* _The task_:
Can you return, word for word, the passage of the gardening article below that begins at "When it came" and ends after "equator you inhabit."?

* _Provided text_:
────────────────────
A Cook's Garden

Down Under, Gardening Isn't Lost in Translation

By Barbara Damrosch
Special to The Washington Post
Thursday, April 12, 2007; Page H08

Foreign travel is said to broaden one's horizons, but Australia turns it around backward. Let's start with the sun. There it still rises in the east and sets in the west, but it traverses the northern sky instead of the southern, moving from right to left. At night the moon's crescent turns the opposite way, and Orion is upside down. If you leave home in spring, as I did on a recent lecture trip, you arrive in fall, two calendar days later.

Driving on the left is befuddling enough, but just talking can give you a case of jet lag. "It's harvest time," you remind yourself. "And we're doing it in metric." Acres must be translated into hectares, feet into meters, planting depth into centimeters. What little rain there is falls in millimeters. Instead of fencing out deer, it's kangaroos and wallabies. And none of the snakes are friendly.

Many common vegetables have different names, too. Corn is called maize. Peppers are capsicums. Swiss chard is silverbeet, to distinguish it from the closely related beets that grow underground. These are called beetroot. Many such names are the same used in England, but not all, as I found out after showing a slide of an heirloom eggplant and calling it an aubergine. "No, no," they all cried. "That's only in New Zealand. Here, it's eggplant."

When it came to getting down and digging in the dirt, it was once again clear that all gardeners speak the same language. Whatever the climate, the soil type and the amount of rainfall, the basic principle is the same. Building a great soil with plenty of organic matter for good tilth, a full component of minerals, and conditions that encourage biological soil life in the form of bacteria, fungi and other small organisms -- this is what makes plants grow well, no matter what side of the equator you inhabit.

Gardening with Aussies was a bit of a time warp -- in the best possible way. They have never abandoned the tradition of the home veggie garden. Even in the middle of Canberra, the nation's capital, households displayed their tomatoes and zucchinis proudly and prominently in beds close to the house for easy kitchen use. A home flock of chickens (that's "chooks" in Australian), kept for fresh eggs, is a common sight. People love gardening, and huge sections of their bookstores are devoted to it. Modern Australian cuisine, no longer a simple matter of steak on the barbie or bush tucker, is eclectic and highly dependent on fresh produce, much of it home grown. For that, I say "Good onya." Translation: "Right on."
────────────────────
* _Exercise data_:
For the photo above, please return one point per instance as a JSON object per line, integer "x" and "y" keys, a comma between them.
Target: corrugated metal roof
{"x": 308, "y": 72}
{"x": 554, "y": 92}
────────────────────
* _Your solution_:
When it came to getting down and digging in the dirt, it was once again clear that all gardeners speak the same language. Whatever the climate, the soil type and the amount of rainfall, the basic principle is the same. Building a great soil with plenty of organic matter for good tilth, a full component of minerals, and conditions that encourage biological soil life in the form of bacteria, fungi and other small organisms -- this is what makes plants grow well, no matter what side of the equator you inhabit.